- PROBLEM TO WORK ON -
From the line below that contains "Target: stained wood surface" to the line that contains "the yellow yarrow", repeat every line exactly, both ends included, and nothing else.

Entries taken from a collection
##############################

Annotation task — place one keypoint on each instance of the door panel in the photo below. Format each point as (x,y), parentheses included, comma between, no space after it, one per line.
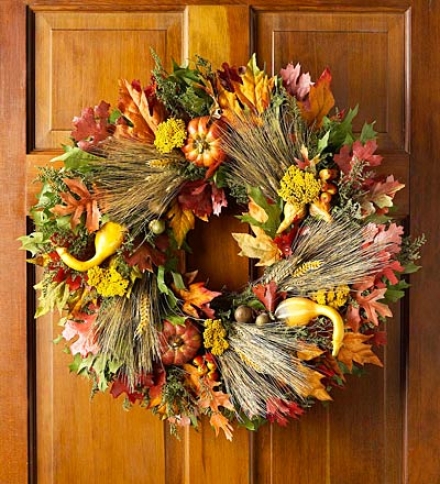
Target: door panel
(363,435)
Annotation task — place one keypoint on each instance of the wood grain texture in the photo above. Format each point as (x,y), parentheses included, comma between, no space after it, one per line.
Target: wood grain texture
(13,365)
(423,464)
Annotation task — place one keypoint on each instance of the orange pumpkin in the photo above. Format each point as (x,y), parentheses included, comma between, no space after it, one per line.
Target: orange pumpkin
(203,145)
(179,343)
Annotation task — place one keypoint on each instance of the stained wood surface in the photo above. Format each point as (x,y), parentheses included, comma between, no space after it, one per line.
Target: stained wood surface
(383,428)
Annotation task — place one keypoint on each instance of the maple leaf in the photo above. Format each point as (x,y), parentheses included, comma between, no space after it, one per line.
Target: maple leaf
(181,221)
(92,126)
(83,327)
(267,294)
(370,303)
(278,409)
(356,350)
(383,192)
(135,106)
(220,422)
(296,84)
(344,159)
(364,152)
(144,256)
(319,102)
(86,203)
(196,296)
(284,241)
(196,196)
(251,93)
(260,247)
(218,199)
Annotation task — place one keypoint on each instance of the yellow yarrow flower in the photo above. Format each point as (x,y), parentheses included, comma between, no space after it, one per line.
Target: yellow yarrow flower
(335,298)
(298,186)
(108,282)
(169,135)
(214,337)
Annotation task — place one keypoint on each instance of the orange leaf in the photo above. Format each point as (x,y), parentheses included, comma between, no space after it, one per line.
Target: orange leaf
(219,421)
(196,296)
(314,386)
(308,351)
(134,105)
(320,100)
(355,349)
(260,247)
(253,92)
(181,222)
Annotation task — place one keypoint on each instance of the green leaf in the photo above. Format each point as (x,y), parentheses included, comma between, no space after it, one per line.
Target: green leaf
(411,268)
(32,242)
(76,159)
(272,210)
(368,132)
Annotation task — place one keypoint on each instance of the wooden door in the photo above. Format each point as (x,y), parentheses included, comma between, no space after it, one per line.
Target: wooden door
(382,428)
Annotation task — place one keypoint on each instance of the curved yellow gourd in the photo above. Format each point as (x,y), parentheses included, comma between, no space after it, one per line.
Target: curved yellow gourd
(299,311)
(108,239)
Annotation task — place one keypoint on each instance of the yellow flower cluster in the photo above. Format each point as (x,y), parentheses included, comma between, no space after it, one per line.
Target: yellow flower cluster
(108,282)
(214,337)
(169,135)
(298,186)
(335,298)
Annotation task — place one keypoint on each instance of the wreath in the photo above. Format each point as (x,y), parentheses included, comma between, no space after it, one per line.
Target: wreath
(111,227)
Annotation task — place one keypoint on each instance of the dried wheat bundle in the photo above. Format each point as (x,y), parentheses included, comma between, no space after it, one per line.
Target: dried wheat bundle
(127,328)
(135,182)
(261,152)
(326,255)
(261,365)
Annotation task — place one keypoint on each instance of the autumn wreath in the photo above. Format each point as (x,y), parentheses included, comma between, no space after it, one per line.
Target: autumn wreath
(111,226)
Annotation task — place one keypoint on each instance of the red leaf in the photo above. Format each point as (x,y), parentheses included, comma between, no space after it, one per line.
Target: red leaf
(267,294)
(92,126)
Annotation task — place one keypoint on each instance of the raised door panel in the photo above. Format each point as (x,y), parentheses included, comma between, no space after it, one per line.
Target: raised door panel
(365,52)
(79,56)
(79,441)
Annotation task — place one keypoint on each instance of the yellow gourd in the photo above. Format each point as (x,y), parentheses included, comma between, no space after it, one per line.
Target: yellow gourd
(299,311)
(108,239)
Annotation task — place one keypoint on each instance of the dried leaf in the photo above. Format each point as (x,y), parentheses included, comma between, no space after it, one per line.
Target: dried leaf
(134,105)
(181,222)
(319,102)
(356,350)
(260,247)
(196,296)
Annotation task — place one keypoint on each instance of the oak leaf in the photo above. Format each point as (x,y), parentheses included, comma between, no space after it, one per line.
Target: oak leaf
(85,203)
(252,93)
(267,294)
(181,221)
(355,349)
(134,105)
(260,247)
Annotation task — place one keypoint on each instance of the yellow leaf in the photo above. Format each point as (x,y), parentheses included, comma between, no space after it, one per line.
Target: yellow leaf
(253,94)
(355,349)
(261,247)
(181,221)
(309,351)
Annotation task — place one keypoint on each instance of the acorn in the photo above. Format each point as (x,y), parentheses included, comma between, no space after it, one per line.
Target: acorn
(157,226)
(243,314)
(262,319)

##############################

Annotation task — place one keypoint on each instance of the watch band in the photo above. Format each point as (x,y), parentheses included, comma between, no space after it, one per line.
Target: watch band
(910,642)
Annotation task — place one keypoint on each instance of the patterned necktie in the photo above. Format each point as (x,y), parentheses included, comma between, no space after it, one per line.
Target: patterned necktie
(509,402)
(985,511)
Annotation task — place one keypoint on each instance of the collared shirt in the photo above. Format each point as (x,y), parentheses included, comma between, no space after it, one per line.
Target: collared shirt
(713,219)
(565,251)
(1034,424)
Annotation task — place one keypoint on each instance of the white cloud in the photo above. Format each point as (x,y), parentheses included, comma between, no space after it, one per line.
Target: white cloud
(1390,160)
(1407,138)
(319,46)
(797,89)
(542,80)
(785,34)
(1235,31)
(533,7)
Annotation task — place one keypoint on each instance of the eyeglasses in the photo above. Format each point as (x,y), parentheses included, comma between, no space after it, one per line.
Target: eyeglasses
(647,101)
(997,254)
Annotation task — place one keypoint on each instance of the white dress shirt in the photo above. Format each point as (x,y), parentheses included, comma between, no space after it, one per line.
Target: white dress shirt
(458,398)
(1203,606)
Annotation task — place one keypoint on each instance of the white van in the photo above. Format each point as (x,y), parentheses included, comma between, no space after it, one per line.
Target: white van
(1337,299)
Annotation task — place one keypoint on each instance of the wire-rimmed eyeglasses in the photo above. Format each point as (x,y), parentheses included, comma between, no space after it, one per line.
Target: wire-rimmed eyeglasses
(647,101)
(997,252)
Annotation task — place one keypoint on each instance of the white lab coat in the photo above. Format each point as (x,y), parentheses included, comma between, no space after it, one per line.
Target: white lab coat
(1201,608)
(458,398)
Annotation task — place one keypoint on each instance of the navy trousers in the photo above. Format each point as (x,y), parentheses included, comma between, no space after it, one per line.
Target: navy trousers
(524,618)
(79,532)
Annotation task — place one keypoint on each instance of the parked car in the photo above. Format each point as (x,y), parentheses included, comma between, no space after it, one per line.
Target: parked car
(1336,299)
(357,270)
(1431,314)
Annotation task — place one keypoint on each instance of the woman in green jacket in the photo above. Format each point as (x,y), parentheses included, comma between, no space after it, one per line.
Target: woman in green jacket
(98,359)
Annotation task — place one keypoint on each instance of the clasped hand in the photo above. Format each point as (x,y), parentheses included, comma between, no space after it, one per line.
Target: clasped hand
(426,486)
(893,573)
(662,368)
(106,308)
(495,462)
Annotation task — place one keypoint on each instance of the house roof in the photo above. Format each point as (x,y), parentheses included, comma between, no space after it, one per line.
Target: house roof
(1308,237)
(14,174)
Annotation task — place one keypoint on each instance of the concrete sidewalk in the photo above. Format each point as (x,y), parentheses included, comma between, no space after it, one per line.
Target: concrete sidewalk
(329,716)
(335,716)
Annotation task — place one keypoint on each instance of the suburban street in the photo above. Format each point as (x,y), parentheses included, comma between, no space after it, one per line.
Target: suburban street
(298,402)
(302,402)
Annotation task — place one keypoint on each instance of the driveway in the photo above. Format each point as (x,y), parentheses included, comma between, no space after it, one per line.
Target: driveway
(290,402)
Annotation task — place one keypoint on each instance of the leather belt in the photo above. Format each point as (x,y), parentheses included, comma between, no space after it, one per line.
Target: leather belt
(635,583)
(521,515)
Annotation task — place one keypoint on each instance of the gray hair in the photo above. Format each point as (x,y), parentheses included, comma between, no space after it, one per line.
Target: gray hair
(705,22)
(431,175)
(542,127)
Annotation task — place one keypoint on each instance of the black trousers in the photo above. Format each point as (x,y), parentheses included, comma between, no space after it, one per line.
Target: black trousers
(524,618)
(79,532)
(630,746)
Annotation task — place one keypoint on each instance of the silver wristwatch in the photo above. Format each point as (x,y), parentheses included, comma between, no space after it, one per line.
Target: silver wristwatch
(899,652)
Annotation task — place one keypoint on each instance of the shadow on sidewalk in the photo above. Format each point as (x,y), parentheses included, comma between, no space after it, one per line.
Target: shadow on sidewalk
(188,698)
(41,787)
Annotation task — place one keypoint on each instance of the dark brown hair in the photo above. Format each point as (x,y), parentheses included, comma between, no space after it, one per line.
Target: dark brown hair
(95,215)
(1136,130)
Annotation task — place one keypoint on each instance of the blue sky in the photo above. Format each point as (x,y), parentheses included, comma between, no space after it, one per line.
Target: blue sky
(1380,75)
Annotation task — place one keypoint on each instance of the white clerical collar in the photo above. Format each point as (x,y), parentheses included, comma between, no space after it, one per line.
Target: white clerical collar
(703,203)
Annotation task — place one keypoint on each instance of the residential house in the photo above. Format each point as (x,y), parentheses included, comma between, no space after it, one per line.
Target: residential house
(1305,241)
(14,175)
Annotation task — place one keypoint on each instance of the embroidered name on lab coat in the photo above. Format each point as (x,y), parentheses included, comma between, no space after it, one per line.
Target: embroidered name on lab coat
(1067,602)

##############################

- SOLUTION BELOW -
Target: stained wood surface
(383,428)
Annotation task — place one keypoint on each instance of the maple leaf in the photo above. Format each point as (x,y), parentheses included, comma between, no space after it, one per line.
Target: maple leaf
(181,221)
(92,126)
(83,327)
(267,294)
(370,303)
(278,409)
(356,350)
(383,192)
(135,106)
(220,422)
(296,84)
(344,159)
(364,152)
(144,256)
(319,102)
(86,203)
(196,296)
(284,241)
(196,196)
(251,93)
(260,247)
(218,199)
Annotation task — place one keypoint on each instance of the yellow yarrow flower in the photo above. Format each point as (x,y), parentheses included, comma between, no space after it, one per line.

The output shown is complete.